Directive: Retype every entry word for word.

** begin Supplied data **

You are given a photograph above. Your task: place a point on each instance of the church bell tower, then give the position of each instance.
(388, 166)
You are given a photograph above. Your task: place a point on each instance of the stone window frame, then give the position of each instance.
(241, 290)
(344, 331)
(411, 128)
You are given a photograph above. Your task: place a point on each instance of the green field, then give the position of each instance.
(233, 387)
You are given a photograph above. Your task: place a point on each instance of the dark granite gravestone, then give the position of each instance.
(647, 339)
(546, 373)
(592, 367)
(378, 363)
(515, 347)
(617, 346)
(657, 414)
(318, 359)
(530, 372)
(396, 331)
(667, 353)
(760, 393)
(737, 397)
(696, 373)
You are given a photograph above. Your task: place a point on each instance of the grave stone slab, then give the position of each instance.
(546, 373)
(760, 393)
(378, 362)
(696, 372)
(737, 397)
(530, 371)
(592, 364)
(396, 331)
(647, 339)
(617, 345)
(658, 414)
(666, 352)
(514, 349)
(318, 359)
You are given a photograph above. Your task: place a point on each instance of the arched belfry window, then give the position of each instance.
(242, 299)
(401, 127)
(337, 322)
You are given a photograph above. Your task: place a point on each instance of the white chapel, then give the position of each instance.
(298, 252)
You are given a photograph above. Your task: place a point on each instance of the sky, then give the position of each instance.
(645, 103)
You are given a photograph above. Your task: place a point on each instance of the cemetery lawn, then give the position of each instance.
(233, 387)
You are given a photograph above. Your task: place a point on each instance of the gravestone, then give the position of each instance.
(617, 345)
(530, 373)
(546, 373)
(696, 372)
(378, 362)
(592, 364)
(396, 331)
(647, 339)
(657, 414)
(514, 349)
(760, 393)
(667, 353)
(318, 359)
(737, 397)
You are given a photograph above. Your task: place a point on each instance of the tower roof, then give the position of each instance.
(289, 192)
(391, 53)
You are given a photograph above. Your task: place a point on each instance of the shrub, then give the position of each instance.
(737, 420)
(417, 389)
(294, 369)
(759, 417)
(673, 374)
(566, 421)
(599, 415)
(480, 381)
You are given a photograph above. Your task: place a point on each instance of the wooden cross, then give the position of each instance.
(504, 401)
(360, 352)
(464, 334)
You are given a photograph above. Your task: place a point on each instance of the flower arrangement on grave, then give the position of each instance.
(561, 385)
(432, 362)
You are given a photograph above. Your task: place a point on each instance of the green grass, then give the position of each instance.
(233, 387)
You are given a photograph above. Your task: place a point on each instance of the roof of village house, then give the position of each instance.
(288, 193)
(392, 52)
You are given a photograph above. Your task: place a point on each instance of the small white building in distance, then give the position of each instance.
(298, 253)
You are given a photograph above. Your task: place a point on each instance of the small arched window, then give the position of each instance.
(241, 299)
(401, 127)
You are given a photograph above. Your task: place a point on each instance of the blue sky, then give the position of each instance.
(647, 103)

** end Supplied data **

Result below:
You are given a photograph above. Your task: place a point on each instance of the church bell tower, then give the position of each instance.
(388, 166)
You are given a photograph above. Your task: place a point on each instance of the stone window frame, then give the position of each instance.
(241, 290)
(344, 331)
(411, 128)
You are given a photograph above. Your task: place a point on each instance of the green field, then give the position of each instance.
(233, 387)
You are given a photograph above. Your task: place a point on each instance of the dark granite gravestone, then give the position of each instance.
(647, 339)
(546, 373)
(592, 367)
(378, 363)
(515, 347)
(617, 346)
(657, 414)
(318, 359)
(530, 372)
(396, 331)
(667, 353)
(760, 393)
(737, 397)
(696, 373)
You are given a photograph above. Your task: place a point on each instance of the grave stone slab, then give the position of each instance.
(546, 373)
(760, 393)
(378, 362)
(696, 372)
(737, 397)
(530, 371)
(592, 364)
(396, 331)
(647, 339)
(617, 345)
(658, 414)
(666, 352)
(514, 349)
(318, 359)
You are given a photograph above. Your task: place a point on each instance of the arched belfry window, then give the position of each instance.
(242, 299)
(401, 127)
(337, 322)
You are given a photograph above. Your task: place a point on each instance of the white chapel, then give the position of each instance.
(298, 252)
You are given a photograph above. Your task: place a point on each instance of the sky, then give the position of each instance.
(645, 103)
You are given a photograph above. Your task: place a point on each instance of the cemetery lawn, then give the position of each instance.
(233, 387)
You are given a photograph above. Your task: place a point on each instance of the gravestone, then give the position of each instance.
(617, 345)
(530, 373)
(546, 373)
(696, 372)
(378, 362)
(592, 364)
(396, 331)
(647, 339)
(657, 414)
(514, 349)
(760, 393)
(667, 353)
(318, 359)
(737, 397)
You are given a photograph above. Your task: place a point on each instance of the tower roof, then give the position of each instance.
(289, 192)
(391, 53)
You are given a photograph above. Your task: place a point on each instance of the shrub, then give the position of each instance.
(737, 420)
(417, 389)
(294, 369)
(759, 417)
(673, 374)
(566, 421)
(599, 415)
(480, 381)
You are given a photograph above. Your task: place a point on each instance of the wooden cross, then give the position of each instance.
(504, 401)
(360, 352)
(464, 334)
You are given a photograph above. Your task: place a point on each instance of the flower arrangement on grave, then give the position of each instance.
(561, 385)
(432, 362)
You are given a photograph above. Your task: place a point on each instance of the green grass, then give the position of each instance.
(233, 387)
You are given a photograph above. Your task: place a point on each instance of the roof of village house, then give the position of each instance.
(288, 193)
(392, 52)
You are given a photograph above. Your task: place a point on each instance of the small white building in distance, then give the position of each instance.
(298, 253)
You are given a photograph above. Your task: place a point on each instance of the small arched window, then give the position of each instance.
(241, 299)
(401, 127)
You are given a photograph above. Your task: place a point on each instance of the blue sky, then give the position of each instance.
(647, 103)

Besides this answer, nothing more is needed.